» Objective: Exactly repeat the line that contains "the man's glasses.", then every line after it up to and including the final line.

» Recorded information:
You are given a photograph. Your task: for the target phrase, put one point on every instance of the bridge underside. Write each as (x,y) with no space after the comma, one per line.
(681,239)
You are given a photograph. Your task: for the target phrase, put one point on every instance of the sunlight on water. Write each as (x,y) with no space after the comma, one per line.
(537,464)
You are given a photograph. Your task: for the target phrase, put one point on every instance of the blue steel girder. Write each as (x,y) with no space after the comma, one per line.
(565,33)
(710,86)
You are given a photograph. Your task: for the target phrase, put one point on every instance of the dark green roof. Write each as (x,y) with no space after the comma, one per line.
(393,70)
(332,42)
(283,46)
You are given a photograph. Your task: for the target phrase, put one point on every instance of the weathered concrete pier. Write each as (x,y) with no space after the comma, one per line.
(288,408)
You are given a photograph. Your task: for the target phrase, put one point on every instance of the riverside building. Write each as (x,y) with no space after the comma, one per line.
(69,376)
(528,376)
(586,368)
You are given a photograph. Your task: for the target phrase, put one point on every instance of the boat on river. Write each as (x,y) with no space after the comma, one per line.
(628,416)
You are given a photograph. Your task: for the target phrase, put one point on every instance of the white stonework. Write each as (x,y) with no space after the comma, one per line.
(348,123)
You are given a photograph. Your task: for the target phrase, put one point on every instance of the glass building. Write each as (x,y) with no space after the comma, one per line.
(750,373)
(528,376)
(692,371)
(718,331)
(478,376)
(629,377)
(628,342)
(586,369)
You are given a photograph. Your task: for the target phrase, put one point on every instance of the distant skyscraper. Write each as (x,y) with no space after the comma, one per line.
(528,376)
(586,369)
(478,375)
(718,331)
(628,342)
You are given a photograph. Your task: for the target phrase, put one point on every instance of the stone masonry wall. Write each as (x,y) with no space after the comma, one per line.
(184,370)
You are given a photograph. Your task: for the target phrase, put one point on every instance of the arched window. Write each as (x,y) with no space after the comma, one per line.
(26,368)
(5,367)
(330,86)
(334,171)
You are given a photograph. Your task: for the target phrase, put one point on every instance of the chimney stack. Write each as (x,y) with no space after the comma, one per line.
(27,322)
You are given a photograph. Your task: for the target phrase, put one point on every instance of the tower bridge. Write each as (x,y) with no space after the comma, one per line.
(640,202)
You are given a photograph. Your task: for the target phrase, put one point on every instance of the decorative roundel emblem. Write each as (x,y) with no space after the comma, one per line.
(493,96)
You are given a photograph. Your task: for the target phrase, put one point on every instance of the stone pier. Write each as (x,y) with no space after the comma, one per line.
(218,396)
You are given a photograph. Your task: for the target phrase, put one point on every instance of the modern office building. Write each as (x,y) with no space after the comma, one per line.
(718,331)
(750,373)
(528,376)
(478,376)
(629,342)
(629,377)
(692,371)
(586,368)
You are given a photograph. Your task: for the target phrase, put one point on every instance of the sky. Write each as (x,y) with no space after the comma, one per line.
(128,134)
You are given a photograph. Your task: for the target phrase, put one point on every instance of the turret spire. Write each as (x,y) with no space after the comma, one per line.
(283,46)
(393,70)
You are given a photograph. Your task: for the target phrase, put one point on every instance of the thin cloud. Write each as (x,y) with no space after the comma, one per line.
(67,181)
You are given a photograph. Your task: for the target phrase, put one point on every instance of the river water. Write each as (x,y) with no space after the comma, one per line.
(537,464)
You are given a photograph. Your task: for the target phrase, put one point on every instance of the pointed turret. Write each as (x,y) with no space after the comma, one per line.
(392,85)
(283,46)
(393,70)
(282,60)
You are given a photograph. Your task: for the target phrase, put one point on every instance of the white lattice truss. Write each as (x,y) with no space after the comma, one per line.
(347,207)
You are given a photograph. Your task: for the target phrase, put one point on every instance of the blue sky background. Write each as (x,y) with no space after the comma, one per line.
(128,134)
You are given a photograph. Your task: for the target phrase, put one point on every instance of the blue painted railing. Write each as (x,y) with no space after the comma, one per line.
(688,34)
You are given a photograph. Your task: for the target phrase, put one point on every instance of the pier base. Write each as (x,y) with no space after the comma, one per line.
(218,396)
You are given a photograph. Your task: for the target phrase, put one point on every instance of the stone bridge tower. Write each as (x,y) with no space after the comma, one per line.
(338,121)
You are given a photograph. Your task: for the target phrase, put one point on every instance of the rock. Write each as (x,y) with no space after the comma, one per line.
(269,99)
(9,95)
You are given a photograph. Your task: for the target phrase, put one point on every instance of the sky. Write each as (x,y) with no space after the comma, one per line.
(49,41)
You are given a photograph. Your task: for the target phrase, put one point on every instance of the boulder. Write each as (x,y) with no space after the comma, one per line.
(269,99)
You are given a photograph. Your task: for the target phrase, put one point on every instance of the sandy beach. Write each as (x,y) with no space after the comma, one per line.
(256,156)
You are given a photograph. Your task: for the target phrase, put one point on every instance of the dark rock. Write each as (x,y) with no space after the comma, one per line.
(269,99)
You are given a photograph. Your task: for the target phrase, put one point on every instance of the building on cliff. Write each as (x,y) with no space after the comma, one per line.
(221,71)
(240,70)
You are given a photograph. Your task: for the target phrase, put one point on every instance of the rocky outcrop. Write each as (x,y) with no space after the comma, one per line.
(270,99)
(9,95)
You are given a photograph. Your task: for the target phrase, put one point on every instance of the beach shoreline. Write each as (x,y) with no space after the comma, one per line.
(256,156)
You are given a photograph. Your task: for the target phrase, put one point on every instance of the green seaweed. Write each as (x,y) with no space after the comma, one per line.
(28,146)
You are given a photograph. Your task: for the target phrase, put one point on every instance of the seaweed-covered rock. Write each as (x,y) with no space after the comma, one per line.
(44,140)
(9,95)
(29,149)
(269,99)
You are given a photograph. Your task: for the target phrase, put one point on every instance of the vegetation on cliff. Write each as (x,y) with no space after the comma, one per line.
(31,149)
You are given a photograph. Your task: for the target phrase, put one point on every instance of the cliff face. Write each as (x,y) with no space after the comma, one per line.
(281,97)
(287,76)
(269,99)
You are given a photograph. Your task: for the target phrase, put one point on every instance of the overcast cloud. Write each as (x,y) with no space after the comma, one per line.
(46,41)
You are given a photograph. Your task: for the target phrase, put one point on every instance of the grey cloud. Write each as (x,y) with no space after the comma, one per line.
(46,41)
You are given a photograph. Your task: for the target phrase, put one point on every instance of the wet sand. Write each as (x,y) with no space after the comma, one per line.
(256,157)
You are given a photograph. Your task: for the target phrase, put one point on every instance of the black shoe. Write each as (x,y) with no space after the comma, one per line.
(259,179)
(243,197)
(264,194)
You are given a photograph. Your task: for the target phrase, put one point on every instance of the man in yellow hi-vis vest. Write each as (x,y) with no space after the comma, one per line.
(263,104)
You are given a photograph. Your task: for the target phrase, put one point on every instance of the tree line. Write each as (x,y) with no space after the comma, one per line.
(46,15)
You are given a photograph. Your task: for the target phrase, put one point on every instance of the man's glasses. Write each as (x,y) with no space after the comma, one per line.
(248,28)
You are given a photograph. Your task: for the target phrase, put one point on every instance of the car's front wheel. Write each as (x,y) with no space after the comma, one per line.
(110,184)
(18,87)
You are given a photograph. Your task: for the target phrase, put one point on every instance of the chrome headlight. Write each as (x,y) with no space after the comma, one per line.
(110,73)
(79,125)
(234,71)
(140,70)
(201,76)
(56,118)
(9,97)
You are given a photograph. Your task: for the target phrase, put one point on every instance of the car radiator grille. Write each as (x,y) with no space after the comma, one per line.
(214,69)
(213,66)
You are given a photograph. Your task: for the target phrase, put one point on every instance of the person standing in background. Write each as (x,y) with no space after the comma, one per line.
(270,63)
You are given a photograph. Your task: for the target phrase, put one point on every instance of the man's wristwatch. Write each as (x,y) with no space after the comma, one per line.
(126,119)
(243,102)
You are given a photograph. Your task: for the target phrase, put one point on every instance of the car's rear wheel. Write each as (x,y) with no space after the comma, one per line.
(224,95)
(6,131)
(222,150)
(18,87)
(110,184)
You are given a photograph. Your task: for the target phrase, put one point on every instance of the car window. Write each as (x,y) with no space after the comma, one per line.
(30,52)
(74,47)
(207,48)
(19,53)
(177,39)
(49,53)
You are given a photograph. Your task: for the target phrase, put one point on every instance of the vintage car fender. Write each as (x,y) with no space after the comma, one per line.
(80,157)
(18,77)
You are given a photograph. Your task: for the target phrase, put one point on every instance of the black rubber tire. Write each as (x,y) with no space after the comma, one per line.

» Solution to this task:
You are given a photograph. Your task: for the target phrase, put one point on every instance of the man's glasses. Write each as (x,y) with no space after the comma, one per line.
(248,28)
You are given a photograph. Your task: for the target phrase, put one point on every instance of the car's front wheel. Write each as (x,y) with no space after the comma, one per line.
(110,184)
(18,87)
You are given a photograph. Your task: for the target phrase, put one point on every instance of the chrome headlight. Write each as (x,y) with no space after the comma, one per line.
(110,73)
(79,125)
(234,71)
(140,70)
(201,76)
(56,118)
(9,97)
You are given a photograph. Your task: for the target phrase, put one point on every instance of the car radiator grille. Write each as (x,y) with no space after the comma, one per line.
(214,69)
(213,66)
You are given a photograph. Your task: for the target phrase, put one point on every instance of the person standing in background. Write each as (x,y) with no space after the comma, one per line.
(270,63)
You are given a photograph. Your task: for the target phrase, put one point on every instance of the man's wristwatch. Write each as (x,y) with no space after the comma, one per line.
(126,119)
(243,102)
You are given a photograph. Your task: for the target phrase, put one point on every instance of the car's rear wheel. Write each as (x,y) with no space after the comma, one per line.
(224,95)
(6,131)
(222,150)
(18,87)
(110,184)
You are given a photograph. Your task: for the target phrase, put one point on every instance of the car window. Write each as (x,y) with no space after the comma, one per line.
(30,52)
(74,47)
(207,48)
(19,53)
(177,39)
(49,53)
You are given a photograph. Your task: for the target phrase, put one point on every instance of the vintage car fender. Write each as (x,y) with no space after the comma, one per line.
(80,157)
(18,77)
You are given a photograph. Your task: for the target phrase, put one point on every instance of the black rubber tire. Write each as (x,y) with no space after the comma, one per line.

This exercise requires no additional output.